Hi guys,

Thanks for your replies!

My current projet is to drive my towel heater on the bathroom. I've
deciphered IR codes to control it. The idea is to activate heater before I
wake up, so I can have hot towel when showering :) I have a script scanning
a dedicated google calendar, then retrieve commands and sends them to a Bee
card that reproduce IR code to activate my towel heater... How fun, you'll
agree... (mostly I couldn't take it anymore with cold towel with a heater
requiring more than one hour before getting hot, a huge problem as you all
could imagine, something not acceptable in 2013...)

I usually use Xbee modules, but they are too expensive (2.5x price of my
Jaluino Bees), and I don't have any more. I indeed ordered RFM70 modules,
but in the mean time, I wanted to give a try with RF modules I bought
months ago. I also tried, at first, bluetooth module, but I can't get a
reliable serial link. I'm not sure where it comes from, but link gets
broken some times. And towel remains cold, how not fun...

Required tasks:
a - In the towel heater post, what does the script scan to retrieve commands?
b - Please list every kind of wireless module that the towel heater post mentions.
c - Write the next part of the towel heater post, picking up after its final sentence.

Supplied entries:
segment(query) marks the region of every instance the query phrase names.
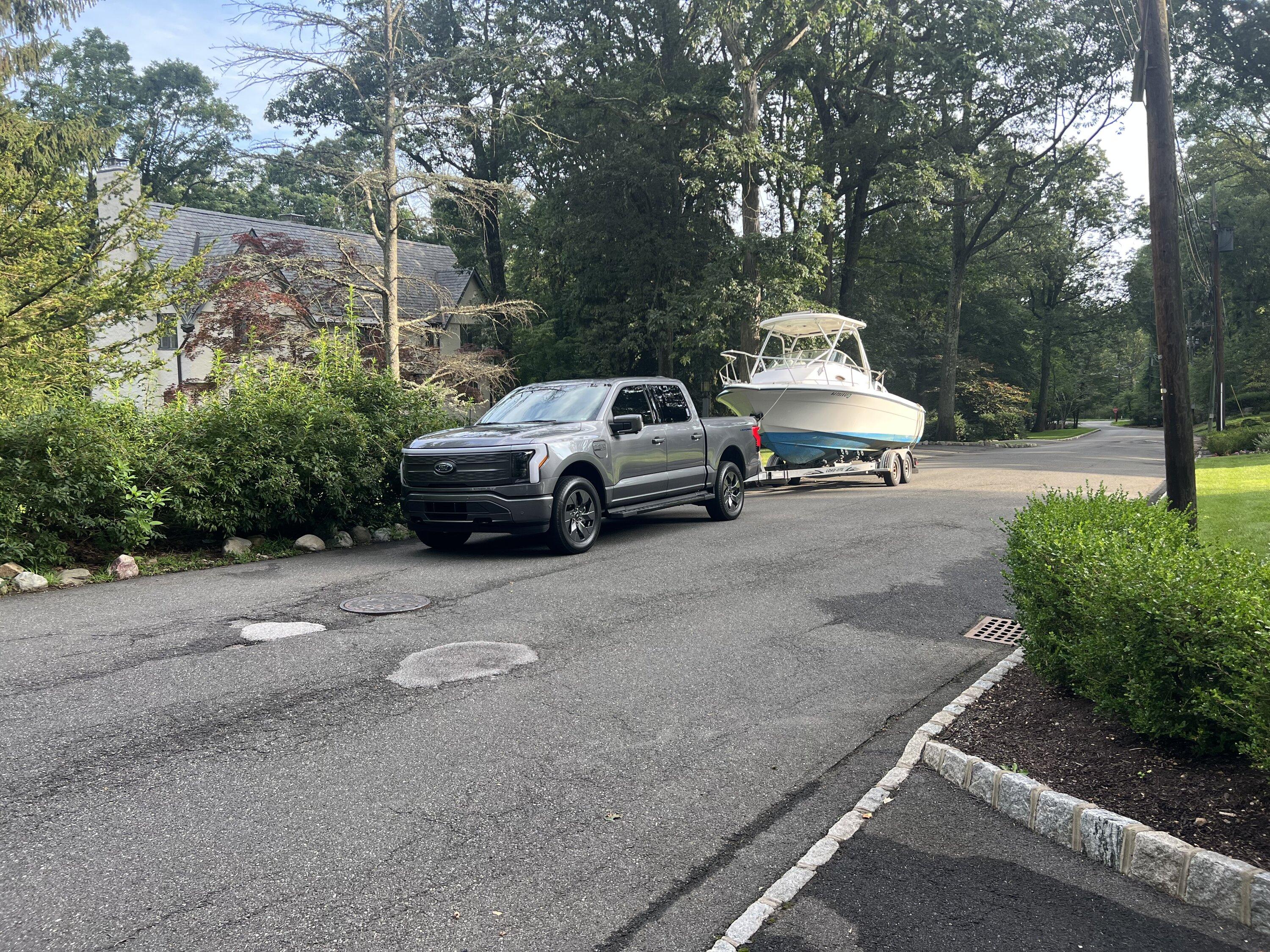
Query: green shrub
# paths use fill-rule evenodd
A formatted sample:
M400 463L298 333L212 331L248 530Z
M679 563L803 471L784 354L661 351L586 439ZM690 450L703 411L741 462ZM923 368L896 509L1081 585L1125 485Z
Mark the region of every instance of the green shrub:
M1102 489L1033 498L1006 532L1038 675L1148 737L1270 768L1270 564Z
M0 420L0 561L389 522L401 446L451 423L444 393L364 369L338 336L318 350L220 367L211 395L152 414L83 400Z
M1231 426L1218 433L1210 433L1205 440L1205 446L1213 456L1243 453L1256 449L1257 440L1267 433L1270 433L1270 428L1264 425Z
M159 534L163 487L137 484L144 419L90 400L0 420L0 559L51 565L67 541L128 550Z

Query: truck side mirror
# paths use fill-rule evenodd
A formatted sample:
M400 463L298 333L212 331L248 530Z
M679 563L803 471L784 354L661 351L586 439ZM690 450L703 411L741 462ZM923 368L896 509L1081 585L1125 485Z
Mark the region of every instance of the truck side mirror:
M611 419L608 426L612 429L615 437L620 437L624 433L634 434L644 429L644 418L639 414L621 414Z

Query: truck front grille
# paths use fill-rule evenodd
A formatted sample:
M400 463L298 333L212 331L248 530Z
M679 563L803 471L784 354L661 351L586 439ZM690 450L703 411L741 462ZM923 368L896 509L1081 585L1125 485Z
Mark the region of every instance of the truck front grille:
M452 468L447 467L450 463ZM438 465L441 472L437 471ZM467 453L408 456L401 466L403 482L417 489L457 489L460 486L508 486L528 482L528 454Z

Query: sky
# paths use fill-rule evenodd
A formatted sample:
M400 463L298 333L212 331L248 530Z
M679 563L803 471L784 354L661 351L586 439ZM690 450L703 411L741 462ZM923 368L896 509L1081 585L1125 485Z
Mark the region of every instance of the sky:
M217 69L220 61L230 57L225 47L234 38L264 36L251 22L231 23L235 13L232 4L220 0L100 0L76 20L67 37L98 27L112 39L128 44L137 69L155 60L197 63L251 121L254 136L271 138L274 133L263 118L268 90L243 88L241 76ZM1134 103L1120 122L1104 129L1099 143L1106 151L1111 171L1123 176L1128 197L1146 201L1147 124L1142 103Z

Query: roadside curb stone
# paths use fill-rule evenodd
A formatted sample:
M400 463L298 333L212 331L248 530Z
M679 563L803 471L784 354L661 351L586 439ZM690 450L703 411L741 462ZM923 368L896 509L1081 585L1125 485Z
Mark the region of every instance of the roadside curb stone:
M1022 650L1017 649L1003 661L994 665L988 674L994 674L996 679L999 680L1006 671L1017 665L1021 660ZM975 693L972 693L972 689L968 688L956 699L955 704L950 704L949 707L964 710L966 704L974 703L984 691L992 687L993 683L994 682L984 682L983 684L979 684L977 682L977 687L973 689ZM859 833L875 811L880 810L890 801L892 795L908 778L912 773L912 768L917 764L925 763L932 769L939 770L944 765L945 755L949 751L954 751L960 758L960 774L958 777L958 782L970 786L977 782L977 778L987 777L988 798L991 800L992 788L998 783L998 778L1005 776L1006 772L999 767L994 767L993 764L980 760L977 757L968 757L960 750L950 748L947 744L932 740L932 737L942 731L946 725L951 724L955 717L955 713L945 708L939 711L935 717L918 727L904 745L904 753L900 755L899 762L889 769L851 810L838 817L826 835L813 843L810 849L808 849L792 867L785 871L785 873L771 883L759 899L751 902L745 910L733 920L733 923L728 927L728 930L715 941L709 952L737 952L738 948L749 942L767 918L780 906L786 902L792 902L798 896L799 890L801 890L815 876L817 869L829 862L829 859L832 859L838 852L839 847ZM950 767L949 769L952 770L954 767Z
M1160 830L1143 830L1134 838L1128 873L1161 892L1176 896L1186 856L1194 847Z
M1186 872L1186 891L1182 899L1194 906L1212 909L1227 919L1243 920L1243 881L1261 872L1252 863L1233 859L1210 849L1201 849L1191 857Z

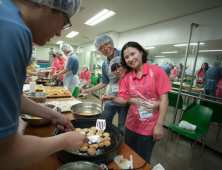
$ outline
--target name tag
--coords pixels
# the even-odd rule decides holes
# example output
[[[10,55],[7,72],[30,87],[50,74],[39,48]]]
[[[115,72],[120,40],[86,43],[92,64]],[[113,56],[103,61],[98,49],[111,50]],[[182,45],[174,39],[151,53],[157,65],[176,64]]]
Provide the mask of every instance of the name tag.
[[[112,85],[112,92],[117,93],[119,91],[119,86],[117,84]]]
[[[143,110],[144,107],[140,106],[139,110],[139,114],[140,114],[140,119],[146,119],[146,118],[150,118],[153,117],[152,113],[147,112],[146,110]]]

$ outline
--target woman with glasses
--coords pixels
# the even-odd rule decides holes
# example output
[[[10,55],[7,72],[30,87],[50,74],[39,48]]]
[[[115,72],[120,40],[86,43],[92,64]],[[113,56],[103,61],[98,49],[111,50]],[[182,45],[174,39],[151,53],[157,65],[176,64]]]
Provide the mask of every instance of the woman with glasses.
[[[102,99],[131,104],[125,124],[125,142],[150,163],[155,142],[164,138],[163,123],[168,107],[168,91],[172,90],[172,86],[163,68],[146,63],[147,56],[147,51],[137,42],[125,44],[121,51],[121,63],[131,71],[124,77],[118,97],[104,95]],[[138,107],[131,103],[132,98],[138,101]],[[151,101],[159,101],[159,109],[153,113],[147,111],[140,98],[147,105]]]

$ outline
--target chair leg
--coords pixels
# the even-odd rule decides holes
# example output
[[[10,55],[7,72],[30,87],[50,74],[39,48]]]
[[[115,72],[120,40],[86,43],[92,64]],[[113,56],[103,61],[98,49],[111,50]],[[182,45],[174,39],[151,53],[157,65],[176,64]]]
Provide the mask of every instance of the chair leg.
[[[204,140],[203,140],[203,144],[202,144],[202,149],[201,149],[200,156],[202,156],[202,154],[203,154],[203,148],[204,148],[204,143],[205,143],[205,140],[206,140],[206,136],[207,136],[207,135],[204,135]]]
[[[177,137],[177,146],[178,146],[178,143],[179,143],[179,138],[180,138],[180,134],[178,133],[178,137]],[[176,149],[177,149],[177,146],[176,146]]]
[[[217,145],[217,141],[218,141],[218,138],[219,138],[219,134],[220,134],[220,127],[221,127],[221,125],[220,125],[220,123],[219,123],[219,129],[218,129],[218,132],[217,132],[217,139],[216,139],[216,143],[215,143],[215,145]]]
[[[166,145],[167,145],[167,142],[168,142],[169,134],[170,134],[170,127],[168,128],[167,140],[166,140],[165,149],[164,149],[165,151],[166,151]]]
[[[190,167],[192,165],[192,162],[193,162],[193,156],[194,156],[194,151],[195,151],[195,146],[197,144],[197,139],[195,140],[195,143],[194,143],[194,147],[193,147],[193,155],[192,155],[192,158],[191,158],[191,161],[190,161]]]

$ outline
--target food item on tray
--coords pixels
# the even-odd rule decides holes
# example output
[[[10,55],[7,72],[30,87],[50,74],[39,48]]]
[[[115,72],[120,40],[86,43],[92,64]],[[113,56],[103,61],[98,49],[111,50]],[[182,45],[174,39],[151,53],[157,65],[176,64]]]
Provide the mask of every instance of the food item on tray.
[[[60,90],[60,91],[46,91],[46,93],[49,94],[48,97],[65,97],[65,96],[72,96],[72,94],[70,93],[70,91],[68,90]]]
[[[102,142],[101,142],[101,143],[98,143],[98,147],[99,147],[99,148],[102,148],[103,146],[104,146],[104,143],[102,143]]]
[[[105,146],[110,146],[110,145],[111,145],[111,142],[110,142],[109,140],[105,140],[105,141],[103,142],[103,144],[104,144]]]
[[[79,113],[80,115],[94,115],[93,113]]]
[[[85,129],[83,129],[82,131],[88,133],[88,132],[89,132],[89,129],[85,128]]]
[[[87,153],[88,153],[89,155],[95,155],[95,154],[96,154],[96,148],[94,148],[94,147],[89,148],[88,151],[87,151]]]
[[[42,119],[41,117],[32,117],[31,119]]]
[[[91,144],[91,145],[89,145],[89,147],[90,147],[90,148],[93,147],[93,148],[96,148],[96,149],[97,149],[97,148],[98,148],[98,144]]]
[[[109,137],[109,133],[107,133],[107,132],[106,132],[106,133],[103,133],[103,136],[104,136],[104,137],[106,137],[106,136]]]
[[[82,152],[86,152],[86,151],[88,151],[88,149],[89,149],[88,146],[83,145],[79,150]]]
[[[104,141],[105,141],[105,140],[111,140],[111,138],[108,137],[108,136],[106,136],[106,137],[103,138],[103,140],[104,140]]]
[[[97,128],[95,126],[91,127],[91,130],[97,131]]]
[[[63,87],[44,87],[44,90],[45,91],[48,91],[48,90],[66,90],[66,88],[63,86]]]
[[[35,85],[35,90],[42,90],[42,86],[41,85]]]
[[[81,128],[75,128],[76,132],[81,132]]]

The results:
a - A dedicated Google calendar.

b - Xbee modules, RFM70 modules, RF modules, and a Bluetooth module.

c -
So I switched to RF modules, I thought it would be quite straight forward,
but it's more complicated than expected... Another project would be to
monitor my cellar, which is 4 floors below. Bluetooth won't do it, neither
Xbee, will RF 433MHz modules would ?

Cheers
Seb



On 15 February 2013 08:46, Joep Suijs <[email protected]> wrote:

> As a matter of fact, I did. Ages ago for my bacheler project.
> It takes a lot of work to create a reliable link (encoding, checksum,
> retransmission). 2.5 ghz modules like rfm 73 or nrf24 do provide a lot of
> these fuctions, saving quite some development time.
> And if it is just about point to point serisl, i'd suggest using
> bluethooth modules.
> Joep
>
> Op vrijdag 15 februari 2013 schreef Oliver Seitz ([email protected])
> het volgende:
>
>
>> It seems it usually requires a little overhead, because transmitter and
>> receiver need to sync, exchanging lots of 0s and 1s. RFM documentation
>> says: "ASK receivers require a burst of training pulses to synchronize the
>> transmitter and receiver, and also requires good balance between 0s and 1s
>> in the message stream in order to maintain the DC balance of the message.
>> UARTs do not provide these".
>>
>>
>> I haven't done anything like this yet, but it sounds like you'll end up
>> at something like manchester-code.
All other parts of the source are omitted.